■ **Exercise description**:
Write out each line of the entries exactly, starting at the first and finishing with the line that contains "Could you please".

■ **Data**:
"""

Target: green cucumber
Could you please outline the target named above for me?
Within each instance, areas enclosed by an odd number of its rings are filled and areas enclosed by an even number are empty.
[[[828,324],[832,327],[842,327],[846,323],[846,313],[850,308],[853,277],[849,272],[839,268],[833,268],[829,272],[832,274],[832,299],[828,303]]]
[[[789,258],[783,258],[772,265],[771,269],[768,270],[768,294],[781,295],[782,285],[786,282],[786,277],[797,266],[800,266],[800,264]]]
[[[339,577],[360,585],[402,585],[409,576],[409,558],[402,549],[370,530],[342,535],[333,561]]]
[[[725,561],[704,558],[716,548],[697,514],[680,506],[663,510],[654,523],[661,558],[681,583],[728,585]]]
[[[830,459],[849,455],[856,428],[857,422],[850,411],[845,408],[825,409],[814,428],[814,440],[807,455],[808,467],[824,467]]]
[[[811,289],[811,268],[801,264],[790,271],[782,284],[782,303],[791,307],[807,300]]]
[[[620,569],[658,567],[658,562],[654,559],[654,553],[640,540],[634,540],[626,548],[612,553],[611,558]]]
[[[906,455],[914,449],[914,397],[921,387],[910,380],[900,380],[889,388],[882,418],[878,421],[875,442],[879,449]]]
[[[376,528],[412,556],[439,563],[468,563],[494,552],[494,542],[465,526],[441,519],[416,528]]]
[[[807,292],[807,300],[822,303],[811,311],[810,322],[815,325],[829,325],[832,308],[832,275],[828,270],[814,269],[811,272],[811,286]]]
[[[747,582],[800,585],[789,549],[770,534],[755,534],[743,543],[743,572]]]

"""

■ **Your response**:
Target: green cucumber
Could you please outline the target named above for me?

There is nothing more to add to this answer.